Now, play with this a bit so see how it holds up against some of the challenges that plague distributed systems.
The implementation of the get_forecast
tool includes a 10 second sleep between the two HTTP requests. Experiment with the following:
- Run it with no firewall rules
- Add the firewall rules and enable the firewall
- Disable the firewall, accept the MCP tool execution and then enable the firewall within 10 seconds. Disable the firewall on the 11th second and see what happens.
We will simulate a network outage by adding firewall rules using pfctl
. This repository includes a pf.rules
file that has URLs I am currently seeing for the NWS API. You can check what these are right now with the following command:
dig +short api.weather.gov
The following commands are used to set and delete the rules, and enable and disable the firewall.
To set rules
sudo pfctl -f pf.rules
To remove the rules. WARNING: this will delete all rules - you are using pfctl for real, use with caution.

PROVIDED INFORMATION:
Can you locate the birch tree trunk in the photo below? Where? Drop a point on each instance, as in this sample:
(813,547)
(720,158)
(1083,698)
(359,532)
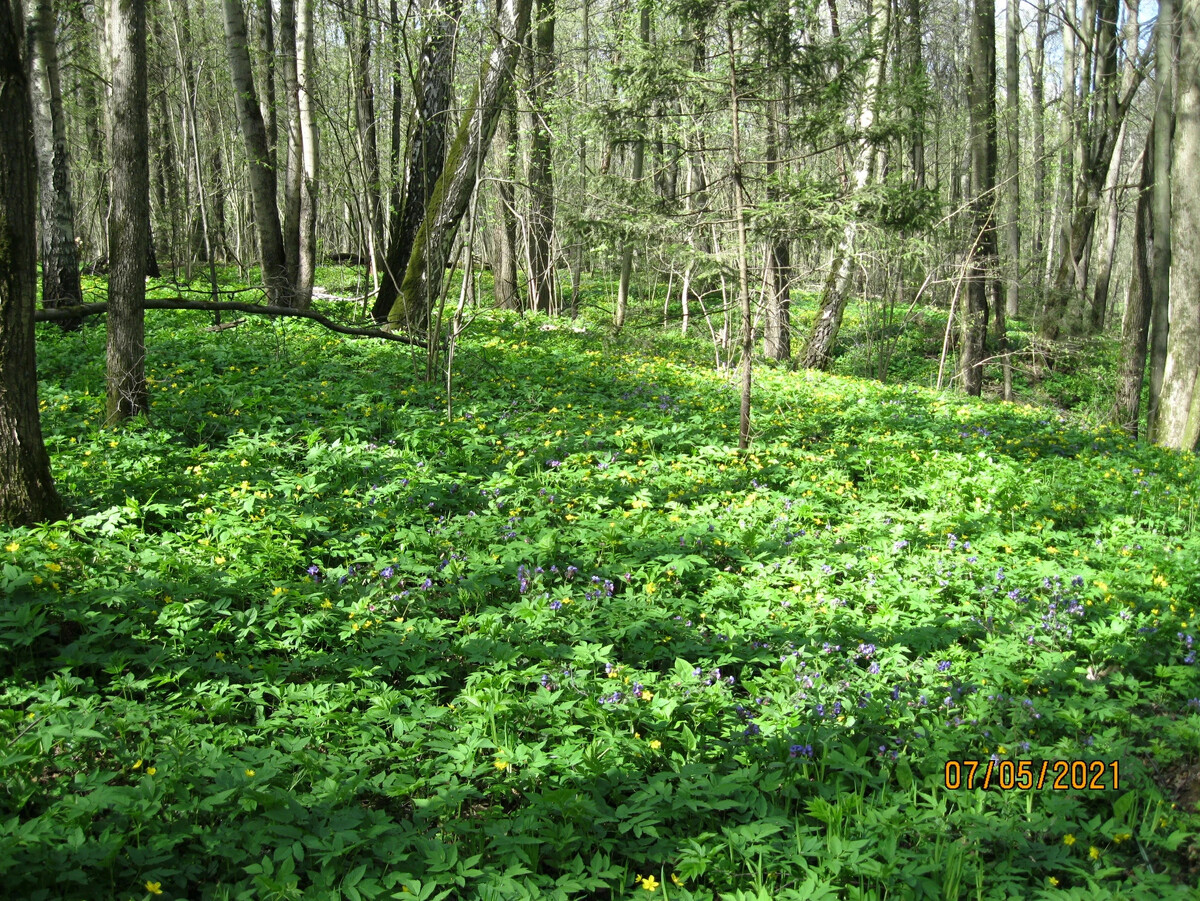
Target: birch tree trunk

EXERCISE DETAILS: Does each statement agree with the firewall text? Answer yes or no for each, quoting the deciding words. (a) The get_forecast tool waits 10 seconds between its two HTTP requests. (b) The network outage is simulated with firewall rules set through iptables. (c) The command for removing rules deletes only the rules loaded from pf.rules. The records are unrelated material, separate from the firewall text.

YOUR RESPONSE:
(a) Yes: "includes a 10 second sleep between the two HTTP requests"
(b) No: "adding firewall rules using pfctl"
(c) No: "this will delete all rules"